WHAT YOU WILL DO:
**a.** Summarize the conductive filament text in two sentences.
**b.** Answer these questions from the conductive filament text:
(i) What diameter was the input filament, and how was it made?
(ii) What shape are the silver particles?
(iii) Where can the full details be downloaded?

PAGE EXTRACT:
===============
Measuring the resistance of a short length of conducting
filament extruded from a standard hot end. The 1.75mm filament
used as input was made by rolling and can also be seen.
We have been experimenting with putting conducting particles in printing plastic, inspired by this paper:
They used carbon as a filler, which works nicely, but gives rather high resistances. So we tried silver instead (expensive...) to get the resistance down. This didn't work very well because of the shape of the silver particles.
The silver particles are flakes, and the carbon particles are fluffy and dendritic. We hypothesised that the shape of the carbon allows lots of particles to touch each other (or at least to conduct between them synapse-like by quantum tunneling), but gives the high resistance. So a mixture of the carbon to get the geometry of the particles right and silver to introduce short circuits between the carbon projections might work even better.
There was also a problem with the silver when it came to contact resistance at the surface. It may be that the spiky carbon tends to stick out of the surface, whereas the flatter silver ends up with a plastic film over it.
It seemed like mixing different conducting fillers may be the way to go. So we have tried experiments with a mixture of both silver and carbon, which seem to work better in combination than either on their own.
Full details can be downloaded from the RepRapPro Github repository here.
Finally, another possibility is mixing a magnetic powder into the filament, for which we don't care whether the particles touch or not, of course...
===============
RECORD LIST:
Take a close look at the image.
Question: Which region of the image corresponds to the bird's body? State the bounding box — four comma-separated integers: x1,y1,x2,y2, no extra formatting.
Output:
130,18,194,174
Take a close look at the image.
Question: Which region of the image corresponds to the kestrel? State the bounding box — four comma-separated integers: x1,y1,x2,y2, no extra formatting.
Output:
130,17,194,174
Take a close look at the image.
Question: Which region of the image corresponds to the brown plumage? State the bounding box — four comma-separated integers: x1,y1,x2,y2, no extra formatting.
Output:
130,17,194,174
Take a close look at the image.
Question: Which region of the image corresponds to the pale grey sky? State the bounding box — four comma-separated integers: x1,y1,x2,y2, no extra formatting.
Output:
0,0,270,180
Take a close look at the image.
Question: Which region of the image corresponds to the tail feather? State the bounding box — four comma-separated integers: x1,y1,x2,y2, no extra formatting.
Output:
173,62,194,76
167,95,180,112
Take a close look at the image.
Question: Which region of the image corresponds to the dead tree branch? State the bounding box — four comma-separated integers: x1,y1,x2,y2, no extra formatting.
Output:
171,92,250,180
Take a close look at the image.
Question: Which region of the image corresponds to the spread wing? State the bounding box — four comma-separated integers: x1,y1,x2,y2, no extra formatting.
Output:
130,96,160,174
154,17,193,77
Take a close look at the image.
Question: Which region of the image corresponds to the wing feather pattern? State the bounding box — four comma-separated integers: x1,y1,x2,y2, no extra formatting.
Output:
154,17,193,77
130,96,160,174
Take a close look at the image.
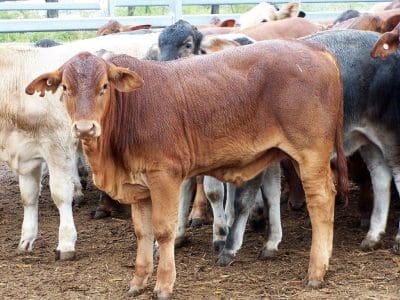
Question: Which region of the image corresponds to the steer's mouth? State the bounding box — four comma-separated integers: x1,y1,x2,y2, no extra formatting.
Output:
72,120,101,139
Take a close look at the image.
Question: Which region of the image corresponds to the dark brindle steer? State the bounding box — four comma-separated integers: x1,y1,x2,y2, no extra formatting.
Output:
26,40,347,298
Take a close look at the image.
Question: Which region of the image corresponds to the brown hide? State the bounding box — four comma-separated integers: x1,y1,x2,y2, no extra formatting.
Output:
26,40,347,297
385,0,400,10
371,24,400,59
200,18,321,41
332,10,400,33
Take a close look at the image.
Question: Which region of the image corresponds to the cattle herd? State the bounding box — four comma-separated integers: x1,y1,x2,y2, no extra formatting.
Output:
0,1,400,299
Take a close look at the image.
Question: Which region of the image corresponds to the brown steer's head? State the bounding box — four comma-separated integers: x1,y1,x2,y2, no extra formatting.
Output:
25,52,143,139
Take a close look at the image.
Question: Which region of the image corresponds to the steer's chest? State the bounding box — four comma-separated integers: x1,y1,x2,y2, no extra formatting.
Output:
93,170,150,204
0,128,43,175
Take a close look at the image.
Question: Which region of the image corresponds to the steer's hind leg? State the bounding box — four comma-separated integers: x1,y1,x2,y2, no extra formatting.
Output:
299,153,336,288
360,145,392,250
18,163,42,252
260,163,282,258
217,173,264,266
149,174,182,299
128,198,154,296
204,176,229,252
175,177,196,247
189,176,208,227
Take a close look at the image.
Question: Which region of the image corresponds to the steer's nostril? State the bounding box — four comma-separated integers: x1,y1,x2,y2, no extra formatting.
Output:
73,121,97,137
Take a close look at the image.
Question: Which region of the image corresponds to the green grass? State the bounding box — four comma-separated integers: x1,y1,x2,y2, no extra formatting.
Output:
0,0,384,42
0,31,96,43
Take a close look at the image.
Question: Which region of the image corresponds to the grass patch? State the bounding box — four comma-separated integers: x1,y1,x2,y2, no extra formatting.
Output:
0,31,96,43
0,1,384,43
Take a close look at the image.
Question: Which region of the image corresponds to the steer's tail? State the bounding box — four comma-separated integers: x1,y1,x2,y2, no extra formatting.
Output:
335,100,349,206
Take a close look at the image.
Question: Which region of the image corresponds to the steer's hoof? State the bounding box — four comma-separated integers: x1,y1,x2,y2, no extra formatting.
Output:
360,218,370,229
217,253,235,267
190,218,207,228
128,287,144,297
360,238,382,251
289,200,305,211
258,248,278,260
307,280,323,289
392,238,400,255
55,250,76,260
153,291,172,300
250,219,267,232
72,193,84,207
92,208,111,220
213,241,225,253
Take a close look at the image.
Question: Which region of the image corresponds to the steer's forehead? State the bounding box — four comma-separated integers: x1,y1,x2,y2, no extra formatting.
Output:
64,52,107,87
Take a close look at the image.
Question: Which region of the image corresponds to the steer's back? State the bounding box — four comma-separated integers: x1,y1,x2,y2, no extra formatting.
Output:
113,40,341,176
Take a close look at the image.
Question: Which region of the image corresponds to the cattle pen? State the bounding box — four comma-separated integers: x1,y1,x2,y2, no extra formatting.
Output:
0,0,400,300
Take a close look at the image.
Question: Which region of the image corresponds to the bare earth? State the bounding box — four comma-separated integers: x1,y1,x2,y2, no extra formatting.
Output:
0,163,400,299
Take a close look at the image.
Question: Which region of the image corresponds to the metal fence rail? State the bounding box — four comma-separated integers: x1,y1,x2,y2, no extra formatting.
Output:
0,0,387,33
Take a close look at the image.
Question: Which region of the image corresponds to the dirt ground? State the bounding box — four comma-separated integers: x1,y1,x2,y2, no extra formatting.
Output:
0,163,400,299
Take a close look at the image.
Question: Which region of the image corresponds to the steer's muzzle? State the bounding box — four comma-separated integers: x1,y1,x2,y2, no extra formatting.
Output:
72,120,101,139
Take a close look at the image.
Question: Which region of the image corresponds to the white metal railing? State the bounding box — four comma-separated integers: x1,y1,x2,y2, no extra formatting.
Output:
0,0,387,32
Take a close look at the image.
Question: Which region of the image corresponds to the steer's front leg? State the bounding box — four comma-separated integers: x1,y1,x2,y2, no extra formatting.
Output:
149,174,182,299
128,198,154,296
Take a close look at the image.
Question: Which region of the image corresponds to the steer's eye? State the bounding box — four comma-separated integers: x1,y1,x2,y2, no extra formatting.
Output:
100,83,108,96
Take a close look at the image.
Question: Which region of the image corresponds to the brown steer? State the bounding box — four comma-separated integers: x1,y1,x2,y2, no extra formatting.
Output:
26,40,347,298
96,20,151,36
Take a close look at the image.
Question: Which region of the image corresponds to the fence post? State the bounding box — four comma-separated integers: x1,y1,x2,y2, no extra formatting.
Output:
169,0,182,23
211,4,219,15
46,0,58,18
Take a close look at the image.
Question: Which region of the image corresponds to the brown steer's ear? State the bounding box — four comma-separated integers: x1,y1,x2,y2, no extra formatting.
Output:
218,19,236,27
371,31,399,59
108,64,143,93
275,2,300,20
381,14,400,33
121,24,151,32
25,69,62,97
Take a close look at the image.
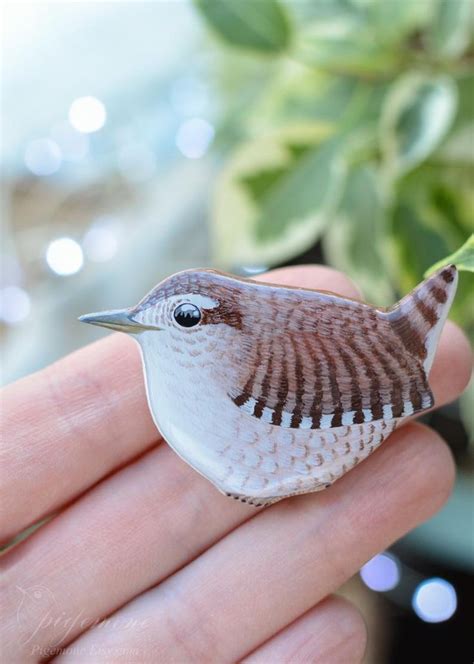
===============
PER-TASK OUTPUTS:
**a.** Carbon filler in printing plastic conducts well but gives rather high resistance, and silver, tried as a replacement, worked poorly because of the shape of its flake particles and contact resistance at the surface. A mixture of silver and carbon seems to work better than either filler alone, and mixing a magnetic powder into the filament is mentioned as another possibility.

**b.**
(i) 1.75mm, made by rolling.
(ii) Flakes.
(iii) The RepRapPro Github repository.